» **AIM**
Would you restate, exactly as they appear, the lines from the one containing "Where can you see the toaster oven control" through the end of the data below?

» **PROVIDED ENTRIES**

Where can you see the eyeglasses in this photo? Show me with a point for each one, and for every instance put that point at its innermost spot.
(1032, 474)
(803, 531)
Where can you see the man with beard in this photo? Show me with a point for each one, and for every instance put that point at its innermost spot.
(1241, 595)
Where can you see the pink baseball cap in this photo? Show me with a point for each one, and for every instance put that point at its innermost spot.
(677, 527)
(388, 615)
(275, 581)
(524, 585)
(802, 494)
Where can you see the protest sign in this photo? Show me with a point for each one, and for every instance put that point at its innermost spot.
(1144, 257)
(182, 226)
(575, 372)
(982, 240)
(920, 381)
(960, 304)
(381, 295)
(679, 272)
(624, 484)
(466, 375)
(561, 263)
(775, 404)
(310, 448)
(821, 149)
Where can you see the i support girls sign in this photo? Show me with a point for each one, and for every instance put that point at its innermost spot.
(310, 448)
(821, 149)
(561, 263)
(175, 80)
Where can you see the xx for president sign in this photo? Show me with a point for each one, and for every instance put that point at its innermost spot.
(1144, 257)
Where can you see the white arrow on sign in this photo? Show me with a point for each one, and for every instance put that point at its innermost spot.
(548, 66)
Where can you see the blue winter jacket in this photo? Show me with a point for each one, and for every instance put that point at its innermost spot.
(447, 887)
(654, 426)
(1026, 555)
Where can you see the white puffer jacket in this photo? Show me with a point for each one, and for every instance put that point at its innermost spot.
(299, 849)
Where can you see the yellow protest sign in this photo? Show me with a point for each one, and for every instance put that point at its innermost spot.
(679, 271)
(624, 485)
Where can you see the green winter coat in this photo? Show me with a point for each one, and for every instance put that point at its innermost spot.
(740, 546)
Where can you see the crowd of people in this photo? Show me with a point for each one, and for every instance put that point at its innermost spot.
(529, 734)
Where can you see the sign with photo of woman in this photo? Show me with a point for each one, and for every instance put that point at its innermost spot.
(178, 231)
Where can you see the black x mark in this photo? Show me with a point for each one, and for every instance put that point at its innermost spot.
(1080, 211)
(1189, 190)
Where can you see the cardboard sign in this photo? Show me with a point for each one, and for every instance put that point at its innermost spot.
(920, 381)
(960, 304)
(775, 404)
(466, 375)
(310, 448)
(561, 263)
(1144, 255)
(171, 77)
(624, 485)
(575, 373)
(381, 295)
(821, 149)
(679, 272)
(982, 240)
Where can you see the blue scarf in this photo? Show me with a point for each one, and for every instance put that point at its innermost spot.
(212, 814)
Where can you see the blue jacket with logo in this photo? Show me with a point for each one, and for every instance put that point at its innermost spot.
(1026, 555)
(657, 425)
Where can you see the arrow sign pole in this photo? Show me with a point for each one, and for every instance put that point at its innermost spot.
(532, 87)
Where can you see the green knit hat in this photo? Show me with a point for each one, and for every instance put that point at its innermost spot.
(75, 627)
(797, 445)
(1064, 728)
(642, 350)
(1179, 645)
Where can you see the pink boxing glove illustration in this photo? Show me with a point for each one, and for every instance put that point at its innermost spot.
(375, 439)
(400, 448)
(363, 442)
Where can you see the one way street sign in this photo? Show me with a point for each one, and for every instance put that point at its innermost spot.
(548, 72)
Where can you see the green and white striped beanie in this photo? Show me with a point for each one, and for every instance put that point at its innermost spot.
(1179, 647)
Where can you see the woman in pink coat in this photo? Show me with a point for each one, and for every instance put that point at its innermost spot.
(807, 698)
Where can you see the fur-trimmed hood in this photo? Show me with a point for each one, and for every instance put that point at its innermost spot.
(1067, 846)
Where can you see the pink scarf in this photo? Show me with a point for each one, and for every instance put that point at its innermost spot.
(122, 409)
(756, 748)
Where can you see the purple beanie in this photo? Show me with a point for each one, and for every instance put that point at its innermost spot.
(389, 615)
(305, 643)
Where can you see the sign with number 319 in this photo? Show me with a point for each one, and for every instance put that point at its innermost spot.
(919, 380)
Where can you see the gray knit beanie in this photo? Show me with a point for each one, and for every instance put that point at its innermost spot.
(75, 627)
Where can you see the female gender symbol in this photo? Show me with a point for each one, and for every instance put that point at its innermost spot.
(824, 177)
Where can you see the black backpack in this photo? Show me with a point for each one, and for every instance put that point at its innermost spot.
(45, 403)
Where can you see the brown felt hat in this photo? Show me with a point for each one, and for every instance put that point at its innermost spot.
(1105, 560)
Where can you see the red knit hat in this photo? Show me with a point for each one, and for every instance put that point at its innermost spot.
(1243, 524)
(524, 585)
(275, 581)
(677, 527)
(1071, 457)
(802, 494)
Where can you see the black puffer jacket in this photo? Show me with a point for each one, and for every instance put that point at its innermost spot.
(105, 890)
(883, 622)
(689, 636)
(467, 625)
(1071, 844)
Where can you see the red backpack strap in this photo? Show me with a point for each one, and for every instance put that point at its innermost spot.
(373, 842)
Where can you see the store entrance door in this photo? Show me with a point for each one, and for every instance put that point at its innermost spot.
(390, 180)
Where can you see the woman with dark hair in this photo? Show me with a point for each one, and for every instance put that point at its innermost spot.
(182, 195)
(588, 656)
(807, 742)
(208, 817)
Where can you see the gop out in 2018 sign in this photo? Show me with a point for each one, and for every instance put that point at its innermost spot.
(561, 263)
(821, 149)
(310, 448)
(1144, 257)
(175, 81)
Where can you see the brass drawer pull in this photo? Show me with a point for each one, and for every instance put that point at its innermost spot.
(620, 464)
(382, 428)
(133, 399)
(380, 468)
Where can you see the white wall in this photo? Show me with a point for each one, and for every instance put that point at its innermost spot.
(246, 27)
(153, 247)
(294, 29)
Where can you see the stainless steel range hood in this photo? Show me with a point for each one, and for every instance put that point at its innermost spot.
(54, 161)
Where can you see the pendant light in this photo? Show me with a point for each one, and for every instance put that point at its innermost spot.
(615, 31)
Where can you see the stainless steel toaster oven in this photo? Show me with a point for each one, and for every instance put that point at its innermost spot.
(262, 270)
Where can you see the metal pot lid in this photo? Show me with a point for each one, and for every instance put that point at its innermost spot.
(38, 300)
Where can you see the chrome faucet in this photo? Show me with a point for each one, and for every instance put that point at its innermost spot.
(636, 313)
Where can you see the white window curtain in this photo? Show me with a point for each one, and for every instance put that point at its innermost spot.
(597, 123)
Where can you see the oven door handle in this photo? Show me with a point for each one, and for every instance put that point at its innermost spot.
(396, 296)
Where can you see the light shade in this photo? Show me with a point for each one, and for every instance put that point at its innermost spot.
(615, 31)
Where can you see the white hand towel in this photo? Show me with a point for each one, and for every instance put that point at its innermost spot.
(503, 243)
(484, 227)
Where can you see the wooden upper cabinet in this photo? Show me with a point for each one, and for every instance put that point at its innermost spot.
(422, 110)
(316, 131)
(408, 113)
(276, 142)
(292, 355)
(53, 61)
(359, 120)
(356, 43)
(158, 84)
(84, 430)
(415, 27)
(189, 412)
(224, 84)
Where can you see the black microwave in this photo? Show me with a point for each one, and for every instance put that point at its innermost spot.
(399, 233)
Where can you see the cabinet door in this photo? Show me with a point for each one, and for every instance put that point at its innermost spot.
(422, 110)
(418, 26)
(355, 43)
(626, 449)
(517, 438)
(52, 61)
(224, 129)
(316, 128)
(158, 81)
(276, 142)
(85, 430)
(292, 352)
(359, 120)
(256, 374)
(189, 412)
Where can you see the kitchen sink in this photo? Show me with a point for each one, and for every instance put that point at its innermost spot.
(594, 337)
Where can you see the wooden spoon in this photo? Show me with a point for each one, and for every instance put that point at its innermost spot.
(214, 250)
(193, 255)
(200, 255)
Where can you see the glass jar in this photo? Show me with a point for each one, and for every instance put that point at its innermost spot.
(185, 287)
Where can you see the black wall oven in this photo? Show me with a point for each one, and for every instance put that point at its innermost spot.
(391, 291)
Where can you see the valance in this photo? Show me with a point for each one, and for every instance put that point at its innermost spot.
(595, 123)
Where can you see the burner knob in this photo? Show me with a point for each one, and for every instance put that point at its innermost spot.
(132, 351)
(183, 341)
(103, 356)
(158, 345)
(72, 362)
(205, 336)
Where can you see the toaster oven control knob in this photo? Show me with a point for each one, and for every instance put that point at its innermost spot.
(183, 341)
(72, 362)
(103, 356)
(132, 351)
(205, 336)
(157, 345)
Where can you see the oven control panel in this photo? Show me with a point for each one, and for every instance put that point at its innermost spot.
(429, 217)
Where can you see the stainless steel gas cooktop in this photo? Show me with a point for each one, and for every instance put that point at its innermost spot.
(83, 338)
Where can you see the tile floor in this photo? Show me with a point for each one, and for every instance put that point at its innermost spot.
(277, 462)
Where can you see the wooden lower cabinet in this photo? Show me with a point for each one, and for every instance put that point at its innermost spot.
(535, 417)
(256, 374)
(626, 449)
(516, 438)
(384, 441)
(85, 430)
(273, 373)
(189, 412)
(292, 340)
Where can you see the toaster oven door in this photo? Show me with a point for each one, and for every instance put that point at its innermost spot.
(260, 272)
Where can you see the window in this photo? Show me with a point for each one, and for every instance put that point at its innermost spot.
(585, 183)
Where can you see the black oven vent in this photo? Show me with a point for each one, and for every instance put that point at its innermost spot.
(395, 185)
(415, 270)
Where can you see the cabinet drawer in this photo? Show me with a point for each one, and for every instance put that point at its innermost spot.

» **EXERCISE RESULT**
Where can you see the toaster oven control knob in this photo? Show me with a point for each one, and for every instance put that point at its innermost spot.
(183, 341)
(72, 362)
(103, 356)
(132, 351)
(205, 336)
(157, 345)
Where can you see the oven control panel in this photo? Show me with a point for each one, and for every instance put that point at its innermost spot.
(429, 217)
Where can you see the stainless steel gas cooktop in this photo? Show me with a point for each one, and for every instance put that point at its innermost spot.
(83, 338)
Where can you see the tile floor in this photo? Show me with a point for each one, and for every instance put that point at its innermost spot.
(277, 462)
Where can you see the wooden lower cabinet in this photo? Show me with a point for each one, and for every instance put that point at its innermost spot.
(535, 417)
(256, 374)
(626, 449)
(516, 438)
(384, 441)
(85, 430)
(273, 373)
(189, 412)
(292, 340)
Where can you see the toaster oven door in this photo? Show me with a point for each one, and for every instance put that point at its innermost spot.
(260, 272)
Where can you see the window in this photo? Show me with a point for each one, and for every instance put that point at its innermost spot.
(585, 183)
Where can you see the black oven vent in this photo? Show me with a point for each one, and for every instance put that point at its innermost spot.
(395, 185)
(415, 270)
Where can you see the cabinet drawer in this photo? Show me with a point for each one, and for every instance put that point at its innermost spot.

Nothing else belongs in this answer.